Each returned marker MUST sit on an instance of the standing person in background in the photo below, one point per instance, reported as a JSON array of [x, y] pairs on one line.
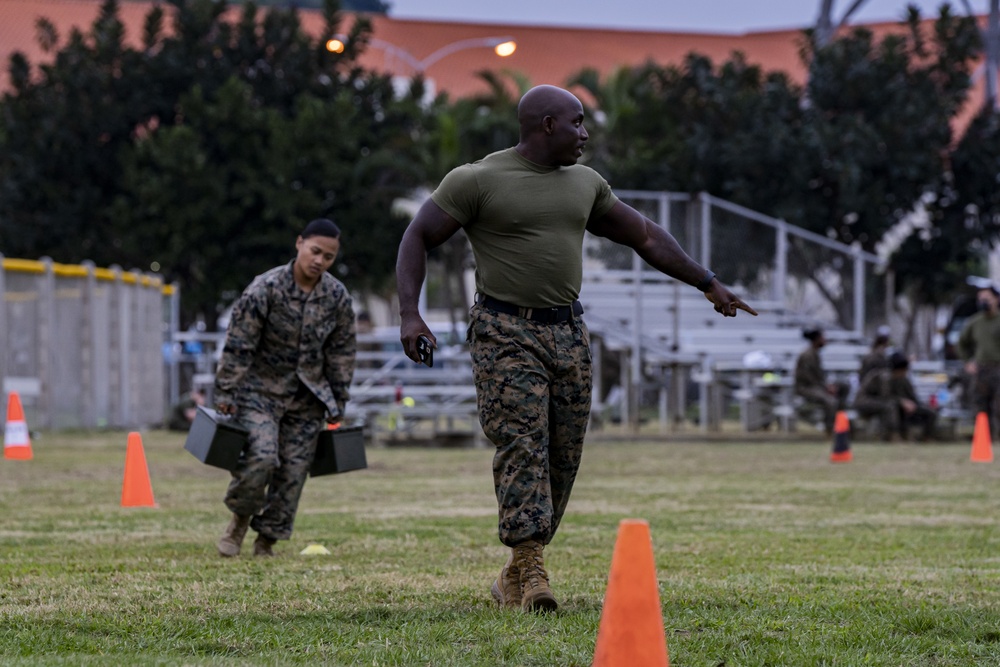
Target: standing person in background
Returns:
[[979, 346], [811, 382], [878, 357], [525, 210], [288, 360]]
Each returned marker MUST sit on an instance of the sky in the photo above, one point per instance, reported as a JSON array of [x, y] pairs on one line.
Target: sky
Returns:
[[726, 16]]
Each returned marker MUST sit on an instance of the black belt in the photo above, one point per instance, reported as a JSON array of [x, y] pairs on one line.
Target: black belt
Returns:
[[555, 315]]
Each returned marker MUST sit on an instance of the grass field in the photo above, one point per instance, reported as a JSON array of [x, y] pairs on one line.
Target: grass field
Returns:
[[766, 554]]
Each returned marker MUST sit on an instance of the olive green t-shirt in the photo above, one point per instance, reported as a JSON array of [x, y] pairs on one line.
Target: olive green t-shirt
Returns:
[[980, 339], [525, 222]]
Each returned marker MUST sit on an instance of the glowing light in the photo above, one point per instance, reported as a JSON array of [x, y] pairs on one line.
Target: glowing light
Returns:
[[505, 49]]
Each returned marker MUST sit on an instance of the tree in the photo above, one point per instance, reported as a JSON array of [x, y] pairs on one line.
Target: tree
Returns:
[[206, 149]]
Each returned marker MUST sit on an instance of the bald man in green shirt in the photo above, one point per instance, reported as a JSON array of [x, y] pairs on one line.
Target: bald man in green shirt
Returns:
[[525, 210]]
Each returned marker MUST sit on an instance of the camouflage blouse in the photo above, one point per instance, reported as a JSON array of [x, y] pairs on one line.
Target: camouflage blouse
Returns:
[[280, 335]]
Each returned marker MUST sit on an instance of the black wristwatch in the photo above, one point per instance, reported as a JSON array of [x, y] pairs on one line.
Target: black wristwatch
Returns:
[[706, 282]]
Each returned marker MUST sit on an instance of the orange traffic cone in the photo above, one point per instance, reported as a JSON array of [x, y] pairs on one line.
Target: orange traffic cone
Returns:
[[16, 441], [982, 441], [136, 489], [841, 439], [631, 630]]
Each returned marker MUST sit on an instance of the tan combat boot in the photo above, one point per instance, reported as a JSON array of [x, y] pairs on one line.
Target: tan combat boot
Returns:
[[535, 592], [506, 588], [229, 545], [262, 546]]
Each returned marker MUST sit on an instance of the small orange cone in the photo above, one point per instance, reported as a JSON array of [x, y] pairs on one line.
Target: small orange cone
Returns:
[[631, 630], [16, 441], [982, 441], [136, 489], [841, 439]]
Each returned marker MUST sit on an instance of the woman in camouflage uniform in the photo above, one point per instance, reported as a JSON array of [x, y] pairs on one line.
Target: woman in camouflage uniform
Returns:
[[288, 359]]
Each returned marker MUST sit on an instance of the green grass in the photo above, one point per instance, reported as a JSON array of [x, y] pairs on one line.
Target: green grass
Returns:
[[766, 554]]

===============

AIM
Reproduce all of the material above, but swap every "Returns" for "Points" and leave everything else unchanged. Leave out the pictures.

THE RESULT
Each returned marker MUST sit on an instance of the standing person in background in the photo below, one point per instance, reported as a JSON array of [x, y] pairs on one line.
Target: standing person in background
Points:
[[979, 346], [811, 382], [878, 357], [525, 210], [288, 360]]
Each returned marker MUST sit on an instance of the sky in the photo above, one point per instance, reported as a JSON array of [x, y] pairs on one line.
Target: sky
Points:
[[726, 16]]
Each returned marker MUST sit on an instance of the black belt in the photo above, one point per instance, reported as a JSON array of [x, y] pairs on one line.
Target: black belt
Points:
[[555, 315]]
Each returned marker MUST sit on an instance of the grass field in the photo above, one point per instance, reported as a JSON array of [x, y] pairs on one line.
Target: grass field
Points:
[[766, 554]]
Each returned marker MUST sit on an instance of the olive green t-shirt in the photo above, one point per instance, reported as a JSON array of [x, y] pairs on one line.
Target: olive green t-shirt
Points:
[[980, 339], [525, 222]]
Each returned marker MUST sit on an instance of the glowing light in the photo above, one point per instance, reported as a JSON array of [x, y] pairs on one line.
Target: glowing light
Points:
[[505, 49]]
Each returned marker MUST sit on an instance of the tree in the photo above, one point per instance, reported as a JSON array of [x, y] pairs on one line.
Target: tree
Points:
[[206, 149]]
Each returned marker MUST sit on an instance of the bald man in green shirt in the photo above, one point per instance, reported as a JSON array of [x, y] pairs on one line.
Target: bald man in green shirt
Points:
[[525, 210]]
Each returned marker MUST sit on an instance of the camouflage blouse in the photo above, one point per instance, reported as a JSON array of [x, y] pairs on one line.
Target: camouflage blouse
Points:
[[280, 335]]
Each returned marker MUST sit on an instance of the black wristwatch in the photo above, one point per instance, reported as a JSON array of [x, y] pairs on one line.
Target: black wristwatch
Points:
[[706, 282]]
Each returned marker MUST sit on an instance of the orange traffic cone in the photo above, one point per instance, reported as a JSON array of [x, y] pairs on one line.
Target: orange traffic cone
Points:
[[16, 441], [982, 441], [136, 489], [841, 439], [631, 630]]
Each returned marker MUST sit on an instance of the tan combat boot in the photo above, one point per instance, reported as a JSON array of [x, y] pairs on one line.
Target: tan combat boot
Points:
[[535, 592], [506, 588], [229, 545], [262, 546]]
Each returned marker MUST sit on an instance of the small orange cone in the photo above, one point per instance, reported as a JSON array of [x, y] pairs on one line.
Target: small orange cone
Points:
[[631, 630], [16, 441], [982, 441], [136, 489], [841, 439]]
Each returned marker MUST sit on an instance of the woman in camouflage uniform in the photo above, one point per instance, reported as a JSON array of [x, y] pairs on one line.
Target: woman in camouflage uniform
Points:
[[288, 359]]
Each returned marker MUST sit on an instance of the green grass in the photo above, one point per instance, reported as a JSON array of [x, y] pairs on one line.
Target: green grass
Points:
[[766, 554]]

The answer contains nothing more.